**What to work on:** From the first line of the listing below to the line containing "negative clicks: (239, 154) (314, 182)", write out everything exactly. No pictures.
Top of Raw data
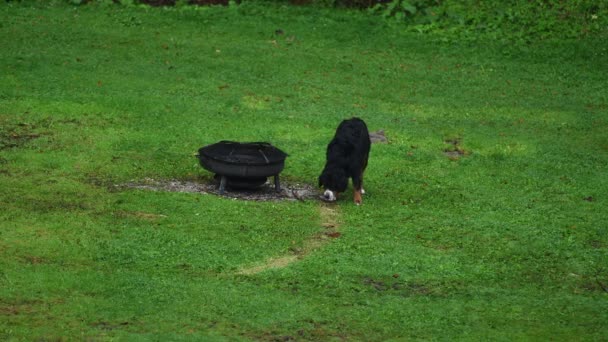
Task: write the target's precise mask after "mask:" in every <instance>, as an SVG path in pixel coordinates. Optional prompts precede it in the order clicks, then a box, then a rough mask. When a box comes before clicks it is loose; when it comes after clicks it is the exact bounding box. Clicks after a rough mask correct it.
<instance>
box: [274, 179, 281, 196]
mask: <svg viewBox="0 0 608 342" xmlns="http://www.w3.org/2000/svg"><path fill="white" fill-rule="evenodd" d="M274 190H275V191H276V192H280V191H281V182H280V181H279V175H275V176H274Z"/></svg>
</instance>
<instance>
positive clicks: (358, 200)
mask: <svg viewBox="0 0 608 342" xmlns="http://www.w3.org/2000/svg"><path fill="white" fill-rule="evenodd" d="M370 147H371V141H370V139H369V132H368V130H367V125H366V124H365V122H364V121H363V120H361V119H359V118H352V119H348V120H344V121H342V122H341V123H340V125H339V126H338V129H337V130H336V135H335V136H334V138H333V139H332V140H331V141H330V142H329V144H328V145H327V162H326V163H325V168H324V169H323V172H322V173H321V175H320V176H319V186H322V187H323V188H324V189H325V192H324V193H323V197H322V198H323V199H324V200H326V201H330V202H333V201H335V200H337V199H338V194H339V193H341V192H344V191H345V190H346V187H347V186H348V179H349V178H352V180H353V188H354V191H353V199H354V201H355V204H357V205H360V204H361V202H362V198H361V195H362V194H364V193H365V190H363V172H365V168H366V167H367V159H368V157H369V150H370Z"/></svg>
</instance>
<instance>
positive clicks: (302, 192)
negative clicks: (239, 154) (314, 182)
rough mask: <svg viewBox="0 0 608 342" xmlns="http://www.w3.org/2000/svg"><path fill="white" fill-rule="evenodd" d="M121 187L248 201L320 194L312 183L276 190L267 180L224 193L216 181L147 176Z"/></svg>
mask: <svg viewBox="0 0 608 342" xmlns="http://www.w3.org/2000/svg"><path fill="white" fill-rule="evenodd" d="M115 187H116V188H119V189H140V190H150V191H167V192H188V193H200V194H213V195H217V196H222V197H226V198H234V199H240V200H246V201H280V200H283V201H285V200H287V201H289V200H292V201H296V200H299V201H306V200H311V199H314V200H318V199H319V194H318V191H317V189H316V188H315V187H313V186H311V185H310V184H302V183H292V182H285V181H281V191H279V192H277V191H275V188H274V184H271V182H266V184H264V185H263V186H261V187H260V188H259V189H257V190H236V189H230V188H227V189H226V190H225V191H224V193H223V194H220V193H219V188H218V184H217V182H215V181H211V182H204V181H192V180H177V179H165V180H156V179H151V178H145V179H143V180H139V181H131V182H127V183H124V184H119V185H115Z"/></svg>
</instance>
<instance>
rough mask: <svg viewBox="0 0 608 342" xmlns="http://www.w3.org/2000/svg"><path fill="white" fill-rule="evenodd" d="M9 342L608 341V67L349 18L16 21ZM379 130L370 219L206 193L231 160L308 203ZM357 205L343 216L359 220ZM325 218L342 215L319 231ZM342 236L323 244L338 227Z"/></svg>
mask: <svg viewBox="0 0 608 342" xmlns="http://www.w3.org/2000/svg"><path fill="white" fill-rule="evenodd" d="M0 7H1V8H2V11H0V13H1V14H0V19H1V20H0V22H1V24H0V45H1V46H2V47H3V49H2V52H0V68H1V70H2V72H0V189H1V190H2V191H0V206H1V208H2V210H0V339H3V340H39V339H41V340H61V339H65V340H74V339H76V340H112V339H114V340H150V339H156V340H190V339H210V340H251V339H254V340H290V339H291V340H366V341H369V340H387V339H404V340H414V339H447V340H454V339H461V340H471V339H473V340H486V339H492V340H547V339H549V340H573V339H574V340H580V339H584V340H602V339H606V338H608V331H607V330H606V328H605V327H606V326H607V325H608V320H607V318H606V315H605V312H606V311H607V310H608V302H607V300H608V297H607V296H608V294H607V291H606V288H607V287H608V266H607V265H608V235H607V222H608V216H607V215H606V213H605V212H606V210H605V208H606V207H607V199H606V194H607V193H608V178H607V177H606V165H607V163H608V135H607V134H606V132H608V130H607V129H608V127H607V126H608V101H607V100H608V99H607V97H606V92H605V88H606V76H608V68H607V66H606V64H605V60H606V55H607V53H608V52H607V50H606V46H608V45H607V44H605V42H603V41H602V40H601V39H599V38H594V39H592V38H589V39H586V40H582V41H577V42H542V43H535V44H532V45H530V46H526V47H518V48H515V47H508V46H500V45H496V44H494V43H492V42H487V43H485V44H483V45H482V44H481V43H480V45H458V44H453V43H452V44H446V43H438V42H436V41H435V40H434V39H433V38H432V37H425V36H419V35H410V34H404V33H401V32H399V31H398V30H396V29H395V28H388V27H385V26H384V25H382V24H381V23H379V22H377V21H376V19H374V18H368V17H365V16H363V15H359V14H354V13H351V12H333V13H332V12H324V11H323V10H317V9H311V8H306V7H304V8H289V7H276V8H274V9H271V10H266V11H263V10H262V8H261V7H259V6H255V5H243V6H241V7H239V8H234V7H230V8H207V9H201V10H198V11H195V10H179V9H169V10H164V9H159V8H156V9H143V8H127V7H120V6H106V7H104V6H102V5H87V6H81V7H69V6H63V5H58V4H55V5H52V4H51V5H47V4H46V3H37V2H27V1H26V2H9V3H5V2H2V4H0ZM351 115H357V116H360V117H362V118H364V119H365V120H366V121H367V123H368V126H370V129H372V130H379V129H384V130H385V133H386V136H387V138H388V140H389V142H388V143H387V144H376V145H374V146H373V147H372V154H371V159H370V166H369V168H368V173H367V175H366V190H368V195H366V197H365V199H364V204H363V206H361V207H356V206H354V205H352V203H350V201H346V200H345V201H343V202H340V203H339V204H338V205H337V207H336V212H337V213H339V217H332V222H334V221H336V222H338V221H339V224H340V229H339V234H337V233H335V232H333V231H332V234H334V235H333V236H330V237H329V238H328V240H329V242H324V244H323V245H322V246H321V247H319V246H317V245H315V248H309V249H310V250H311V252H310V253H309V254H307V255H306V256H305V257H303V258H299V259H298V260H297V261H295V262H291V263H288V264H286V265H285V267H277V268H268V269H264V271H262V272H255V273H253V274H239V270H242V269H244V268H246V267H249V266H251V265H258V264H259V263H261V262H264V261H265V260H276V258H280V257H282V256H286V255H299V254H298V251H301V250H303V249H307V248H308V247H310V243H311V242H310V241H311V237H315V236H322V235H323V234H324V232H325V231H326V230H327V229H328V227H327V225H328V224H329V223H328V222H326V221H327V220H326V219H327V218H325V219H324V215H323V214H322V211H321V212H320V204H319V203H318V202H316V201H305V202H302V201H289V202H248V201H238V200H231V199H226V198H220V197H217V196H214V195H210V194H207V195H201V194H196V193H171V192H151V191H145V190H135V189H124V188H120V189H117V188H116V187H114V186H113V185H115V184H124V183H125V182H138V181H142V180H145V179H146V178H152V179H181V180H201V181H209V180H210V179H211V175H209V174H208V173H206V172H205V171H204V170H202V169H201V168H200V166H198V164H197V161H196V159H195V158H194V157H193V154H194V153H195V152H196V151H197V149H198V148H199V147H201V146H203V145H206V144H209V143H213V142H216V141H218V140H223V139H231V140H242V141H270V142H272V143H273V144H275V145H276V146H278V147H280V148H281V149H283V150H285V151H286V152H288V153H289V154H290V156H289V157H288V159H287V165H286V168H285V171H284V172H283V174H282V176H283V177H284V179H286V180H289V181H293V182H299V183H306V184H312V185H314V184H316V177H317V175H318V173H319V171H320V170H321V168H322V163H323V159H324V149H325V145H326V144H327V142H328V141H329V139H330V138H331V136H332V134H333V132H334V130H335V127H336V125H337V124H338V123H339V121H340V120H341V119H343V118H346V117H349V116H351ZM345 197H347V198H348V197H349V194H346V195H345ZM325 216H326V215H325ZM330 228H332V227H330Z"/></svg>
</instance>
Bottom of Raw data
**Written answer:**
Task: write the target's precise mask after "mask:" in every <instance>, as an SVG path in pixel coordinates. Optional prompts precede it in the order clicks, then a box, then a rough mask. When a box comes before clicks it is loose; when it comes after clicks it is the exact bounding box. Clicks after a rough mask correct it.
<instance>
box: [274, 179, 281, 196]
mask: <svg viewBox="0 0 608 342" xmlns="http://www.w3.org/2000/svg"><path fill="white" fill-rule="evenodd" d="M274 190H275V191H276V192H280V191H281V182H280V181H279V175H275V176H274Z"/></svg>
</instance>
<instance>
positive clicks: (358, 200)
mask: <svg viewBox="0 0 608 342" xmlns="http://www.w3.org/2000/svg"><path fill="white" fill-rule="evenodd" d="M370 147H371V141H370V139H369V132H368V130H367V125H366V124H365V122H364V121H363V120H361V119H359V118H352V119H348V120H344V121H342V122H341V123H340V125H339V126H338V129H337V130H336V135H335V136H334V138H333V139H332V140H331V141H330V142H329V144H328V145H327V162H326V163H325V168H324V169H323V172H322V173H321V175H320V176H319V186H322V187H323V188H324V189H325V192H324V193H323V197H322V198H323V199H324V200H326V201H330V202H333V201H335V200H337V199H338V194H339V193H341V192H344V191H345V190H346V187H347V186H348V179H349V178H352V180H353V188H354V191H353V199H354V201H355V204H357V205H360V204H361V202H362V198H361V195H362V194H364V193H365V190H363V172H365V168H366V167H367V159H368V157H369V150H370Z"/></svg>
</instance>
<instance>
positive clicks: (302, 192)
negative clicks: (239, 154) (314, 182)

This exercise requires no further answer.